**Your goal**
Reproduce the lines below without any change, starting from the line that contains "Mark the region of each instance of the mushroom" and continuing through the final line, with both ends included.

**Data provided**

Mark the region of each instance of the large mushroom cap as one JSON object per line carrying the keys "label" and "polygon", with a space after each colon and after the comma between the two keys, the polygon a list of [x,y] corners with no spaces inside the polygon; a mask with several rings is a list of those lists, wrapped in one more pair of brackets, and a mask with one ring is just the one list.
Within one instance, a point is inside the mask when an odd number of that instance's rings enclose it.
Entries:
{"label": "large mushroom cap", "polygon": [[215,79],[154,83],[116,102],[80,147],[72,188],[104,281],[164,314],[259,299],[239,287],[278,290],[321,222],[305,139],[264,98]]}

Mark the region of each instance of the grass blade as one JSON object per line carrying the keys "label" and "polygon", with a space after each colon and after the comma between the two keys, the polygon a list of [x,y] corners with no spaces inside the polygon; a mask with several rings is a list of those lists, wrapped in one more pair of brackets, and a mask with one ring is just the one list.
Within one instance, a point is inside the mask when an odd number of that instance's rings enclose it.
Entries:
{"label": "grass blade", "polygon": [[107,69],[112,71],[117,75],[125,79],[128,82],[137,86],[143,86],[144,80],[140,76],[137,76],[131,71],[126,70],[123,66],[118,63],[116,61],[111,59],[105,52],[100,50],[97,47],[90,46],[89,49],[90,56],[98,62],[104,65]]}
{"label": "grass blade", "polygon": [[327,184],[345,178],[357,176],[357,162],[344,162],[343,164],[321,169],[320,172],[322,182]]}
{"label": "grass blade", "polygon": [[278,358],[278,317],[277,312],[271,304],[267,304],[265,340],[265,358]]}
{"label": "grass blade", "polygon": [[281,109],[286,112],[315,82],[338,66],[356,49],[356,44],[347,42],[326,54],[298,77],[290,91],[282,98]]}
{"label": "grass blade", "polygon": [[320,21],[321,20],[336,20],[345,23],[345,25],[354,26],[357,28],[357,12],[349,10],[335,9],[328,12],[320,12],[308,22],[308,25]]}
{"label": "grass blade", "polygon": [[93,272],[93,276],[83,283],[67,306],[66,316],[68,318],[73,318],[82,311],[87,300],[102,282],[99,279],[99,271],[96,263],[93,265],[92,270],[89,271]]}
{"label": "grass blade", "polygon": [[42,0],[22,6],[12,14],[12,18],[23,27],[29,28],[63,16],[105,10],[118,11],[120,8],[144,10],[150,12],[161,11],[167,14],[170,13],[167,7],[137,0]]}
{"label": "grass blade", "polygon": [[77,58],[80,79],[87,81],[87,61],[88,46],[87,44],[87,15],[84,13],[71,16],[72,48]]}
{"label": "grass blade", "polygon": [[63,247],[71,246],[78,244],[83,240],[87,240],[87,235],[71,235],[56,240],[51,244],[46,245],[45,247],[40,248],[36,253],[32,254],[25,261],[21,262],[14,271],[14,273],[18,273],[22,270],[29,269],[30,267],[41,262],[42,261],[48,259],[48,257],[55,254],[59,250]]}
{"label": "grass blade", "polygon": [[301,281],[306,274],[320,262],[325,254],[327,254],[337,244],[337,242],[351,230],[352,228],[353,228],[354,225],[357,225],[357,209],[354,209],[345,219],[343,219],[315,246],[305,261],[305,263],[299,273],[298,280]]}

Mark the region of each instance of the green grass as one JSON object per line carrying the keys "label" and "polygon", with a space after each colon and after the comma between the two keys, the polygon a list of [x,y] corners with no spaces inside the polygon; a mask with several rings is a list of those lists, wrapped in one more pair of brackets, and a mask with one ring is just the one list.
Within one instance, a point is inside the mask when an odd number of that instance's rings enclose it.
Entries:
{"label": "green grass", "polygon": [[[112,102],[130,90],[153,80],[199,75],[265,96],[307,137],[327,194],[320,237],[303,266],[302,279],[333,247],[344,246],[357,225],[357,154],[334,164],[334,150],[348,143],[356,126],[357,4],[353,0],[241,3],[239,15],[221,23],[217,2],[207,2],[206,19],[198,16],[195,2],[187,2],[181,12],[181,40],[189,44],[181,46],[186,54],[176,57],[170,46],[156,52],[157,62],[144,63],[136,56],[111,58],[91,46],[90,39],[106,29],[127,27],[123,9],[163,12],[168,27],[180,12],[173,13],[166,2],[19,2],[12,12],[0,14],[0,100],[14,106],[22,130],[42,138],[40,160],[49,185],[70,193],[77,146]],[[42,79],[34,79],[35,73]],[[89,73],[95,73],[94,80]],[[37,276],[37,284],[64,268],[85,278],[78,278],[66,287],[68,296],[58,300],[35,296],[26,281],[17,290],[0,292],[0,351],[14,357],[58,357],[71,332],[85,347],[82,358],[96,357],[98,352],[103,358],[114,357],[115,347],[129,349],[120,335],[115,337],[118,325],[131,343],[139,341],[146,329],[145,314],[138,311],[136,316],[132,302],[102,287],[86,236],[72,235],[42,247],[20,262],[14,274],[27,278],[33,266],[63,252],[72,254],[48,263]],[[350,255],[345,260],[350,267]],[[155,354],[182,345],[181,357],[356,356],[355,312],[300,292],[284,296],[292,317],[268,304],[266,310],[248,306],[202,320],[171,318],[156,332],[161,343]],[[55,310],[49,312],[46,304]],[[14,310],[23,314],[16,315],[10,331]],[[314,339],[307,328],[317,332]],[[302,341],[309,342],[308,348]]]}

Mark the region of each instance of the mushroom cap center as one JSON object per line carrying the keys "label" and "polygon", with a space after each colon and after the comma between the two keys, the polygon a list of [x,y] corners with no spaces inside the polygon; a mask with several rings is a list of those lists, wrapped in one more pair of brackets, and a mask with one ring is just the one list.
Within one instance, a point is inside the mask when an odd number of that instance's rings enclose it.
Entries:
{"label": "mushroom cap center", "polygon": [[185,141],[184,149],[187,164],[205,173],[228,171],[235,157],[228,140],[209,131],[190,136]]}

**Result below**
Mark the region of each instance of the mushroom cap center as one JSON object per line carrying the keys "label" and "polygon", with a space after each colon and after the comma between the two keys, the polygon a list of [x,y] corners with no spaces inside the polygon; a mask with several rings is a list of those lists, wrapped in one more pair of brackets, and a mask with one ring is just the one list.
Within one instance, a point is inside the mask when an odd number of that instance's rings enclose it.
Entries:
{"label": "mushroom cap center", "polygon": [[185,141],[184,149],[187,164],[205,173],[228,171],[235,157],[228,140],[209,131],[190,136]]}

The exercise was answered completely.